# start of Excerpted records

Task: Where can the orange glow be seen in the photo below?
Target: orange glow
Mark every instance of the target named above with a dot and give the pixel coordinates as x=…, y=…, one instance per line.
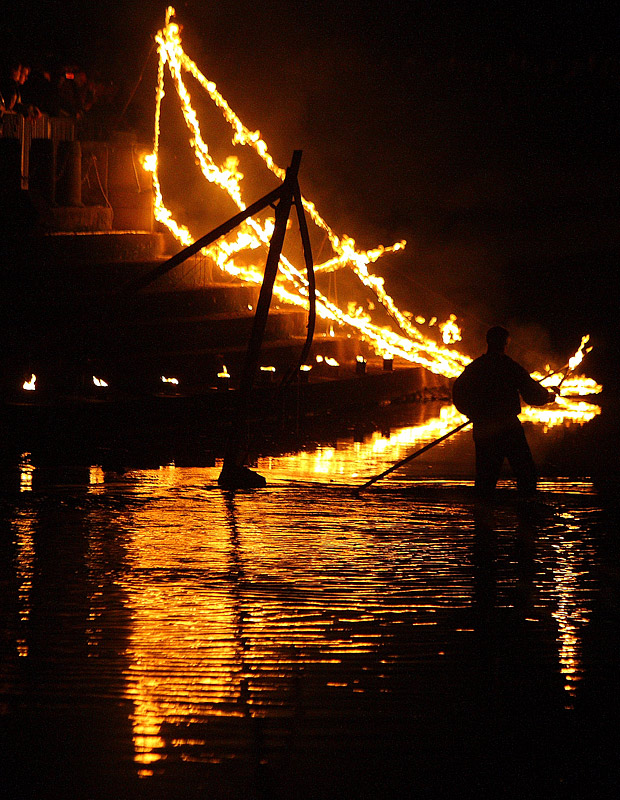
x=410, y=343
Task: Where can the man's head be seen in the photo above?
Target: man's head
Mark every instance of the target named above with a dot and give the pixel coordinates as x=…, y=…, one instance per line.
x=497, y=339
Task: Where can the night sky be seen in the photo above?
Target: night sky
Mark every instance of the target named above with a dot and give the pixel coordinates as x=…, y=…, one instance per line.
x=486, y=136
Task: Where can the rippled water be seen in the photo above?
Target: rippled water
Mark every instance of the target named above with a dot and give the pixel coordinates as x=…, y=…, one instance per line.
x=162, y=638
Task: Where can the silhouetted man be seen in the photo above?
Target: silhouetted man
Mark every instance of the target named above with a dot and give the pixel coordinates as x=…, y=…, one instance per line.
x=489, y=392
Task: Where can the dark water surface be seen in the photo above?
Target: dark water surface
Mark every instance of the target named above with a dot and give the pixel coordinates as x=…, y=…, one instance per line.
x=162, y=638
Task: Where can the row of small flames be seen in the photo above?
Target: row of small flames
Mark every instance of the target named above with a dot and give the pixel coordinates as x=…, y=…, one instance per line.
x=360, y=367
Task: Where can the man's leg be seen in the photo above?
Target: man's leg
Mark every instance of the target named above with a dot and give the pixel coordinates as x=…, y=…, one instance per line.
x=489, y=458
x=521, y=461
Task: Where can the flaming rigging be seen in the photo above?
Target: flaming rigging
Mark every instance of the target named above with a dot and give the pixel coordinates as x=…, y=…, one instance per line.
x=410, y=343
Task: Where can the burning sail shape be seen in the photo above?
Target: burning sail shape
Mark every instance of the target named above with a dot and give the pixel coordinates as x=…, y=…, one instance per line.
x=410, y=343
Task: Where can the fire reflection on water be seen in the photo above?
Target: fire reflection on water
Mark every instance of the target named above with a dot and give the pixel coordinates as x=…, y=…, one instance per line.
x=233, y=597
x=290, y=602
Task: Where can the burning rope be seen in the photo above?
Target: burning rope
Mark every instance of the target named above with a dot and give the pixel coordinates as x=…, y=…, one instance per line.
x=411, y=344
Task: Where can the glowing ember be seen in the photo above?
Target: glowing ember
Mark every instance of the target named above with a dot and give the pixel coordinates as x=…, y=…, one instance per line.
x=450, y=331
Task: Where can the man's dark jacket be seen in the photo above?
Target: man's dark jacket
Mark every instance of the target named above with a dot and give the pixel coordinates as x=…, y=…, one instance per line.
x=489, y=390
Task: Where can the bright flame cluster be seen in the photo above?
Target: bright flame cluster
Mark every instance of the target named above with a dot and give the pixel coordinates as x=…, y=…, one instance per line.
x=410, y=343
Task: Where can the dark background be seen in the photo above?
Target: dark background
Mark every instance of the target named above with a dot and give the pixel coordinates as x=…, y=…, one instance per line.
x=487, y=136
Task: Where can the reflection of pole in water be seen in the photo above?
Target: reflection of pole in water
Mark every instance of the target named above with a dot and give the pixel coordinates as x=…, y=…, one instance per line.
x=237, y=581
x=571, y=613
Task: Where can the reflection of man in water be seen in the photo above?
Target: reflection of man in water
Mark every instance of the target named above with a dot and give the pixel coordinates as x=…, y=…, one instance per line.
x=489, y=392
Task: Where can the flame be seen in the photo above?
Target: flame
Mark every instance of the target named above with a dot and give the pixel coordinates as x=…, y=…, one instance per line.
x=450, y=331
x=409, y=343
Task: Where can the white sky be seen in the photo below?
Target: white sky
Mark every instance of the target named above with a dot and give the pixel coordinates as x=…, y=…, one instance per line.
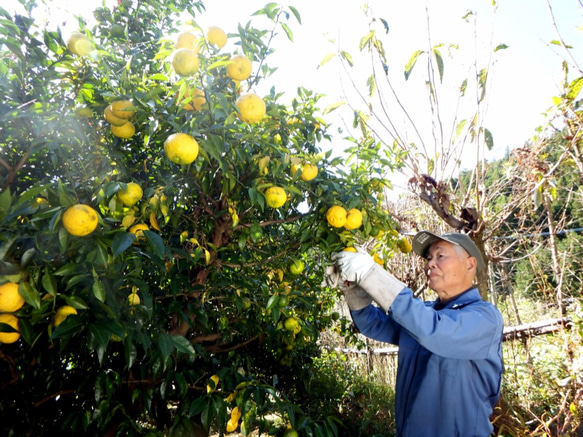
x=526, y=75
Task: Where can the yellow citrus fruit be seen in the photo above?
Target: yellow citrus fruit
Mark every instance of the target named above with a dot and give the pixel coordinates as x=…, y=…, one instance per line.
x=216, y=37
x=112, y=118
x=240, y=67
x=309, y=172
x=125, y=131
x=80, y=220
x=336, y=216
x=10, y=299
x=185, y=62
x=291, y=324
x=197, y=99
x=181, y=148
x=353, y=219
x=138, y=230
x=62, y=313
x=212, y=384
x=131, y=194
x=378, y=259
x=275, y=196
x=186, y=40
x=9, y=337
x=251, y=108
x=120, y=108
x=404, y=245
x=79, y=44
x=133, y=299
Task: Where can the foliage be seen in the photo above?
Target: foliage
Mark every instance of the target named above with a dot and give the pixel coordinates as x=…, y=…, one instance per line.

# end of Excerpted records

## Given request:
Rewrite every line of the items above as a Markdown table with two columns, Row (a running line number) and Text (the line itself), skipping blank lines. Omit the pictures from the table.

## Correct result:
| Row | Text |
|---|---|
| 1 | Task: Where can the orange glow be seen in the photo below? |
| 2 | Target: orange glow |
| 3 | Mark every instance of the target named above with a dot and give the pixel coordinates as x=…, y=…, one instance per line. |
| 4 | x=410, y=343 |
| 5 | Task: Where can the man's head be seen in the photo above? |
| 6 | Target: man's head |
| 7 | Mark every instance of the target named above with a dot and give the pixel coordinates as x=…, y=…, one instance per line. |
| 8 | x=497, y=339 |
| 9 | Task: Where can the night sky be seen in the photo above? |
| 10 | Target: night sky |
| 11 | Mark every instance of the target named above with a dot and give the pixel coordinates as x=…, y=…, one instance per line. |
| 12 | x=486, y=136 |
| 13 | Task: Where can the rippled water be seen in the photo above? |
| 14 | Target: rippled water |
| 15 | Mark every instance of the target named above with a dot and give the pixel coordinates as x=…, y=…, one instance per line. |
| 16 | x=162, y=638 |
| 17 | Task: Where can the silhouetted man be seen in the photo above? |
| 18 | Target: silhouetted man |
| 19 | Mark every instance of the target named above with a dot and give the pixel coordinates as x=…, y=…, one instance per line. |
| 20 | x=489, y=392 |
| 21 | Task: Where can the dark water surface be seen in the photo above? |
| 22 | Target: dark water surface |
| 23 | Mark every instance of the target named above with a dot and give the pixel coordinates as x=…, y=…, one instance per line. |
| 24 | x=162, y=638 |
| 25 | Task: Where can the row of small flames be seen in the photo above? |
| 26 | Target: row of small flames |
| 27 | Mark every instance of the target named above with a dot and give the pixel coordinates as x=…, y=…, one instance per line. |
| 28 | x=360, y=367 |
| 29 | Task: Where can the man's leg be seen in the photo above? |
| 30 | Target: man's leg |
| 31 | Mark every instance of the target named above with a dot and give the pixel coordinates as x=…, y=…, one instance per line. |
| 32 | x=489, y=458 |
| 33 | x=521, y=461 |
| 34 | Task: Where can the flaming rigging be seen in the photo above? |
| 35 | Target: flaming rigging |
| 36 | Mark every instance of the target named above with a dot and give the pixel coordinates as x=…, y=…, one instance per line. |
| 37 | x=410, y=343 |
| 38 | Task: Where can the burning sail shape be seen in the photo above? |
| 39 | Target: burning sail shape |
| 40 | Mark every instance of the target named above with a dot and give the pixel coordinates as x=…, y=…, one instance per line. |
| 41 | x=410, y=343 |
| 42 | Task: Where can the fire reflection on water be seen in the photo above? |
| 43 | Target: fire reflection on water |
| 44 | Mark every instance of the target named above with a dot and give the pixel coordinates as x=…, y=…, one instance per line. |
| 45 | x=233, y=597 |
| 46 | x=290, y=602 |
| 47 | Task: Where can the burning rope be seen in the photo above? |
| 48 | Target: burning rope |
| 49 | Mark every instance of the target named above with a dot and give the pixel coordinates as x=…, y=…, one instance per line. |
| 50 | x=411, y=344 |
| 51 | Task: Where can the glowing ember be seen in the photo above? |
| 52 | Target: glowing ember |
| 53 | Mark every instance of the target named above with a dot and give the pixel coordinates as x=…, y=…, one instance per line. |
| 54 | x=450, y=331 |
| 55 | Task: Where can the man's dark jacket be seen in the photo above? |
| 56 | Target: man's dark jacket |
| 57 | Mark every instance of the target named above with a dot and give the pixel coordinates as x=…, y=…, one instance per line. |
| 58 | x=489, y=390 |
| 59 | Task: Where can the bright flame cluster be seen in the photo above? |
| 60 | Target: bright flame cluster |
| 61 | Mark every instance of the target named above with a dot and give the pixel coordinates as x=…, y=…, one instance per line. |
| 62 | x=410, y=343 |
| 63 | Task: Where can the dark background be seen in the photo above? |
| 64 | Target: dark background |
| 65 | Mark every instance of the target named above with a dot and give the pixel coordinates as x=…, y=…, one instance per line. |
| 66 | x=487, y=136 |
| 67 | Task: Where can the reflection of pole in water be seen in the photo above? |
| 68 | Target: reflection of pole in water |
| 69 | Mark every instance of the target named above with a dot and give the pixel coordinates as x=…, y=…, one instance per line. |
| 70 | x=237, y=581 |
| 71 | x=571, y=613 |
| 72 | Task: Where can the reflection of man in water be seen in the photo above? |
| 73 | Target: reflection of man in water |
| 74 | Mark every instance of the target named above with a dot and give the pixel coordinates as x=…, y=…, one instance per line. |
| 75 | x=489, y=392 |
| 76 | Task: Where can the flame be seen in the photo above? |
| 77 | Target: flame |
| 78 | Mark every instance of the target named above with a dot and give the pixel coordinates as x=…, y=…, one instance per line. |
| 79 | x=450, y=331 |
| 80 | x=409, y=343 |
| 81 | Task: Where can the white sky be seen in the photo below? |
| 82 | Target: white sky |
| 83 | Mark every instance of the target named above with a dot and give the pixel coordinates as x=…, y=…, one instance per line. |
| 84 | x=526, y=75 |
| 85 | Task: Where can the yellow citrus fruit be seen in the photo above? |
| 86 | Target: yellow citrus fruit |
| 87 | Mark every instance of the target named above with a dot and give the pixel coordinates as x=…, y=…, one instance per line. |
| 88 | x=216, y=37 |
| 89 | x=112, y=118 |
| 90 | x=240, y=67 |
| 91 | x=309, y=172 |
| 92 | x=125, y=131 |
| 93 | x=80, y=220 |
| 94 | x=336, y=216 |
| 95 | x=10, y=299 |
| 96 | x=185, y=62 |
| 97 | x=291, y=324 |
| 98 | x=197, y=99 |
| 99 | x=181, y=148 |
| 100 | x=353, y=219 |
| 101 | x=138, y=230 |
| 102 | x=62, y=313 |
| 103 | x=212, y=384 |
| 104 | x=131, y=194 |
| 105 | x=378, y=259 |
| 106 | x=275, y=196 |
| 107 | x=186, y=40 |
| 108 | x=9, y=337 |
| 109 | x=251, y=108 |
| 110 | x=120, y=108 |
| 111 | x=404, y=245 |
| 112 | x=79, y=44 |
| 113 | x=133, y=299 |
| 114 | Task: Where can the foliage be seen in the photo above? |
| 115 | Target: foliage |
| 116 | Mark every instance of the target named above with a dot and give the pixel coordinates as x=…, y=…, one instance per line. |